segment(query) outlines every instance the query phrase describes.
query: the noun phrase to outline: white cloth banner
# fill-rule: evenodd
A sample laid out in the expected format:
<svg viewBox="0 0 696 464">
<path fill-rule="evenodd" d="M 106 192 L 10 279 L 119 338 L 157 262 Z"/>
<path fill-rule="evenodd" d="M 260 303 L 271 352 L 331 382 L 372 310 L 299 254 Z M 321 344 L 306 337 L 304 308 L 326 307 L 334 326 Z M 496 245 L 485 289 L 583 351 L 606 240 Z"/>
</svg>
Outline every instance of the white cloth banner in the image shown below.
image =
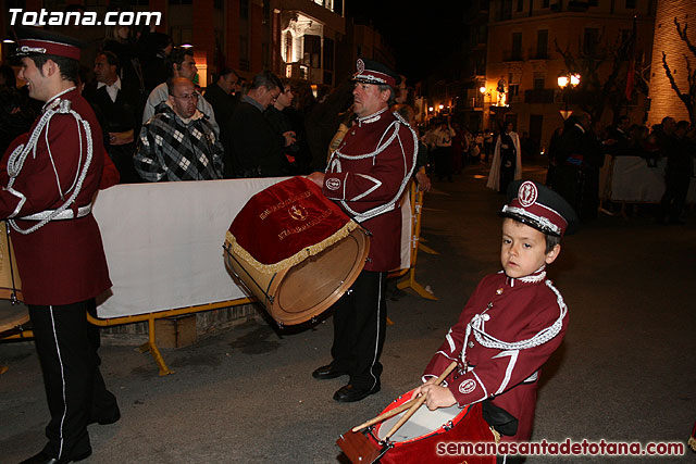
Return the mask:
<svg viewBox="0 0 696 464">
<path fill-rule="evenodd" d="M 599 191 L 606 192 L 604 198 L 611 201 L 635 203 L 659 203 L 664 193 L 664 166 L 667 161 L 660 159 L 657 166 L 649 167 L 641 156 L 610 156 L 605 159 L 604 181 L 609 181 L 609 189 L 601 186 Z M 607 170 L 611 170 L 607 172 Z M 601 184 L 601 181 L 600 181 Z M 608 197 L 608 193 L 610 196 Z M 608 198 L 607 198 L 608 197 Z M 687 202 L 696 201 L 696 183 L 688 186 Z"/>
<path fill-rule="evenodd" d="M 128 184 L 100 191 L 92 213 L 113 287 L 99 317 L 246 297 L 224 264 L 225 233 L 249 198 L 284 179 Z M 402 249 L 409 242 L 410 234 L 401 237 Z"/>
</svg>

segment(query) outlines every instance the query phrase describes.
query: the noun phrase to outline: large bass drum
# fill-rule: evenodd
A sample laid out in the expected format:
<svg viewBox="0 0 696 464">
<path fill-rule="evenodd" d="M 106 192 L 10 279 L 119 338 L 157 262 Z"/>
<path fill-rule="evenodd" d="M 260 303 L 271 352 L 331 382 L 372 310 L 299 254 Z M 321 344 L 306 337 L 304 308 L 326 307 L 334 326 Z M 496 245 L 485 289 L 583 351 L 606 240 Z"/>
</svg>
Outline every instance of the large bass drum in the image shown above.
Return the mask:
<svg viewBox="0 0 696 464">
<path fill-rule="evenodd" d="M 279 248 L 287 252 L 276 253 Z M 308 322 L 334 304 L 362 271 L 370 239 L 319 187 L 294 177 L 247 202 L 224 250 L 227 269 L 283 326 Z"/>
</svg>

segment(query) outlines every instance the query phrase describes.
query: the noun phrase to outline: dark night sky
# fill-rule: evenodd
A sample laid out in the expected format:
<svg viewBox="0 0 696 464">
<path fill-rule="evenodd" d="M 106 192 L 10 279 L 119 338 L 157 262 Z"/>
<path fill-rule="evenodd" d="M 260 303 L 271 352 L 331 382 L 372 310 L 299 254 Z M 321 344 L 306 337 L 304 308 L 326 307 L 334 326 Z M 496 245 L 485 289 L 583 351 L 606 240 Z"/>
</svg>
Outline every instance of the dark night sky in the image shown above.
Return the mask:
<svg viewBox="0 0 696 464">
<path fill-rule="evenodd" d="M 462 34 L 463 1 L 346 0 L 346 16 L 372 24 L 394 48 L 412 84 L 447 58 Z M 427 8 L 425 8 L 427 5 Z"/>
</svg>

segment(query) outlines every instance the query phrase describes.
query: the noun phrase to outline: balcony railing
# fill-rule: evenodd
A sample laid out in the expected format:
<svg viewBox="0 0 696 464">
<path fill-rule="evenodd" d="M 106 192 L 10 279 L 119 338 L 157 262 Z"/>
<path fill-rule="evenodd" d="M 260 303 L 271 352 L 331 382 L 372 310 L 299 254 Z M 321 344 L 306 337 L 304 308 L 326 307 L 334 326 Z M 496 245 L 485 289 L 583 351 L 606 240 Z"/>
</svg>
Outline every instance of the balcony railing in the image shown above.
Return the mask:
<svg viewBox="0 0 696 464">
<path fill-rule="evenodd" d="M 537 47 L 531 48 L 530 50 L 527 50 L 527 57 L 530 60 L 548 60 L 550 58 L 549 49 L 539 49 Z"/>
<path fill-rule="evenodd" d="M 522 50 L 504 50 L 502 61 L 524 61 L 522 59 Z"/>
<path fill-rule="evenodd" d="M 555 89 L 524 90 L 525 103 L 554 103 Z"/>
</svg>

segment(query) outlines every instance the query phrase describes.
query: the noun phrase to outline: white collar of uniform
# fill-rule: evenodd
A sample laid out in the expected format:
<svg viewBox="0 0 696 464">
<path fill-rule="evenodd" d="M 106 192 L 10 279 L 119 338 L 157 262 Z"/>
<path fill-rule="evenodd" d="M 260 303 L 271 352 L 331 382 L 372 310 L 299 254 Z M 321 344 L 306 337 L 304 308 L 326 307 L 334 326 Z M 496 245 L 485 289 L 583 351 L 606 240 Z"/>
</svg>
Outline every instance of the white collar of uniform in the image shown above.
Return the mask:
<svg viewBox="0 0 696 464">
<path fill-rule="evenodd" d="M 44 106 L 41 106 L 41 111 L 45 111 L 47 108 L 49 108 L 51 105 L 51 103 L 55 100 L 60 100 L 61 96 L 64 96 L 65 93 L 67 93 L 71 90 L 75 90 L 76 87 L 73 86 L 71 88 L 67 88 L 59 93 L 55 93 L 53 97 L 49 98 L 48 100 L 46 100 L 46 103 L 44 103 Z"/>
<path fill-rule="evenodd" d="M 374 123 L 375 121 L 380 121 L 380 118 L 382 118 L 382 113 L 384 113 L 388 109 L 389 106 L 384 106 L 376 113 L 372 113 L 371 115 L 365 117 L 357 117 L 356 121 L 358 122 L 358 125 Z"/>
</svg>

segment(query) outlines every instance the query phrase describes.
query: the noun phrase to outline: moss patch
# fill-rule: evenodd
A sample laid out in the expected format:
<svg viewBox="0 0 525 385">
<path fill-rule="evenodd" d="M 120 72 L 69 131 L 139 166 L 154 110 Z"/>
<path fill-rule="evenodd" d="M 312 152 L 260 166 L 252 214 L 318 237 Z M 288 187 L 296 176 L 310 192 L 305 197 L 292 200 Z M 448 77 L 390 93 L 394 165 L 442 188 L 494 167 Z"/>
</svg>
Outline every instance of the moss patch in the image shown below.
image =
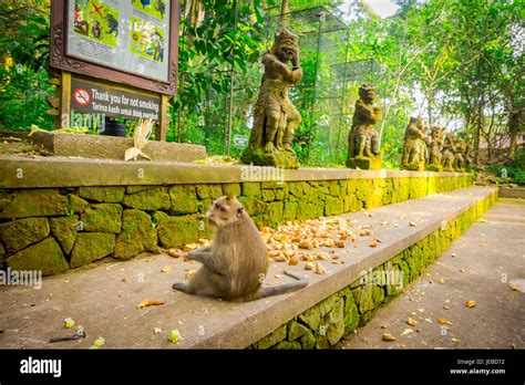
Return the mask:
<svg viewBox="0 0 525 385">
<path fill-rule="evenodd" d="M 116 239 L 115 257 L 130 259 L 143 251 L 157 251 L 157 230 L 152 218 L 141 210 L 124 210 L 122 232 Z"/>
<path fill-rule="evenodd" d="M 16 252 L 49 236 L 48 218 L 24 218 L 0 225 L 6 249 Z"/>
<path fill-rule="evenodd" d="M 37 270 L 42 275 L 51 275 L 68 270 L 68 262 L 59 243 L 50 237 L 30 246 L 7 260 L 12 270 Z"/>
<path fill-rule="evenodd" d="M 223 196 L 223 187 L 220 185 L 198 185 L 198 199 L 216 199 Z"/>
<path fill-rule="evenodd" d="M 79 195 L 82 198 L 106 204 L 120 204 L 124 198 L 124 187 L 79 187 Z"/>
<path fill-rule="evenodd" d="M 168 210 L 172 200 L 165 187 L 150 188 L 144 191 L 124 196 L 124 206 L 138 210 Z"/>
<path fill-rule="evenodd" d="M 61 217 L 61 218 L 51 218 L 51 231 L 53 237 L 60 243 L 62 251 L 65 254 L 71 252 L 73 249 L 74 241 L 76 239 L 76 229 L 79 226 L 79 217 Z"/>
<path fill-rule="evenodd" d="M 122 207 L 115 204 L 99 204 L 87 207 L 81 216 L 84 231 L 121 232 Z"/>
<path fill-rule="evenodd" d="M 17 190 L 2 218 L 52 217 L 68 214 L 68 197 L 55 189 Z"/>
<path fill-rule="evenodd" d="M 158 240 L 165 248 L 176 248 L 196 241 L 200 237 L 197 215 L 171 217 L 156 211 Z"/>
<path fill-rule="evenodd" d="M 195 186 L 174 186 L 169 190 L 171 212 L 175 215 L 197 212 L 197 191 Z"/>
<path fill-rule="evenodd" d="M 84 232 L 76 236 L 70 267 L 78 268 L 113 253 L 115 236 L 103 232 Z"/>
</svg>

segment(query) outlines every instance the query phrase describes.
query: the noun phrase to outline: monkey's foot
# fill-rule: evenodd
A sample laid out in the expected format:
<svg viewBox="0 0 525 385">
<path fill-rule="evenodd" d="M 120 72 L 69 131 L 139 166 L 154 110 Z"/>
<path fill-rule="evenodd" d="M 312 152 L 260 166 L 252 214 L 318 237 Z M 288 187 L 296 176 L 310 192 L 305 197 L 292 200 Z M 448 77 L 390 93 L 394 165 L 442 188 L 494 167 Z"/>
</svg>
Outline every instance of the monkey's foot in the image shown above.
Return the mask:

[Problem]
How many lines in the entries contain the string "below"? Case counts. Reply with the number alone.

[Full output]
2